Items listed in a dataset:
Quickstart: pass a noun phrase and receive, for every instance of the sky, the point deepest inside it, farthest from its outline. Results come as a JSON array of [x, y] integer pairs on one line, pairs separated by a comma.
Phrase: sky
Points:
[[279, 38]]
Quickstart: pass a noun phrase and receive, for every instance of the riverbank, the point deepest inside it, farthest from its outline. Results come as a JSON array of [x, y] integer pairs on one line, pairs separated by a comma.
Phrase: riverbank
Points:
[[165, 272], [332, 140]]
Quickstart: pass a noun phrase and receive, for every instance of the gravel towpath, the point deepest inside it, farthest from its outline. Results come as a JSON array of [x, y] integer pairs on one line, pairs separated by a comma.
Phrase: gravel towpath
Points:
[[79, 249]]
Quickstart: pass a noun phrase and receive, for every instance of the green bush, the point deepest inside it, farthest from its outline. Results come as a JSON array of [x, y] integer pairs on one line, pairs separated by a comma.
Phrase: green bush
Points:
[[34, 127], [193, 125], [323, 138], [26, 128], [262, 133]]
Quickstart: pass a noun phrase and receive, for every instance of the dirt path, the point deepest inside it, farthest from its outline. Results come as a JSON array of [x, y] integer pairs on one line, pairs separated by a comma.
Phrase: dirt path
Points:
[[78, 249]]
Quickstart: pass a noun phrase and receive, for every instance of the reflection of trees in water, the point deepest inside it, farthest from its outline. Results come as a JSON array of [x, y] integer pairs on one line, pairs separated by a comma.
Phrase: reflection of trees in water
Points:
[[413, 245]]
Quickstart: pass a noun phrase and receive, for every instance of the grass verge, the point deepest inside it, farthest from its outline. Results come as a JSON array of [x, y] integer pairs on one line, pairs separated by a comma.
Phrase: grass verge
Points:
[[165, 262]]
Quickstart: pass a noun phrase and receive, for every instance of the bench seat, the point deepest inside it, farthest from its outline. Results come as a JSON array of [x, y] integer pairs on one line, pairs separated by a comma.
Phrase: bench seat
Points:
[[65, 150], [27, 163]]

__WHAT TO WORK ON__.
Extract each entry in full and write it down exactly.

__TASK OUTPUT__.
Quickstart: pass a noun phrase and receive, for every instance of the sky, the point deepest inside it, farthest from its outline. Results come as a JSON array of [x, y] integer pairs on one line, pairs separated by a comma.
Phrase: sky
Points:
[[279, 38]]
Quickstart: pass a noun phrase and receive, for every instance of the riverbank, the point deepest inside it, farthest from its outline. Results come as a JSON array of [x, y] integer pairs on one line, pairs separated by a comma.
Phrase: riverbank
Points:
[[165, 272], [332, 140]]
Quickstart: pass a noun phrase and receive, for every instance of the gravel towpath, the point deepest inside it, farthest from its outline. Results come as a JSON array of [x, y] integer pairs on one line, pairs separated by a comma.
Phrase: gravel towpath
Points:
[[79, 249]]
Quickstart: pass a noun phrase and receive, for every instance of the green bush, the point deepest inside it, farthest from its outline. Results come as a JSON array of [x, y] integer pairs on one line, pairs separated by a comma.
Phrase: green bush
Points:
[[34, 127], [193, 125], [323, 138], [26, 128], [262, 133]]
Quickstart: pass a noun phrase and receive, for every instance of the dirt path, the point deepest inside it, farthest from its outline. Results come as a JSON array of [x, y] integer pairs on one line, pairs separated by a comma.
Phrase: dirt path
Points:
[[78, 249]]
Quickstart: pass a noun phrase and receive, for every instance of the reflection of trees in water, the point deepest inside it, farthest from its outline. Results come as a JSON array of [x, y] integer pairs on one line, pairs separated by a comma.
Phrase: reflection of trees in water
Points:
[[413, 245]]
Quickstart: pass a noun phrase and receive, for every instance of the grass verge, the point deepest inside it, farthest from its outline. Results come as a JSON array of [x, y] integer pairs on one line, pairs separated by a comma.
Phrase: grass verge
Points:
[[165, 262]]
Quickstart: pass a noun phrase and receive, for every instance of the bench seat, the point deepest inside it, farthest from its outline. Results come as a JSON array of [x, y] integer pairs on one line, pairs separated by a comma.
Phrase: bench seat
Points:
[[65, 150], [27, 163]]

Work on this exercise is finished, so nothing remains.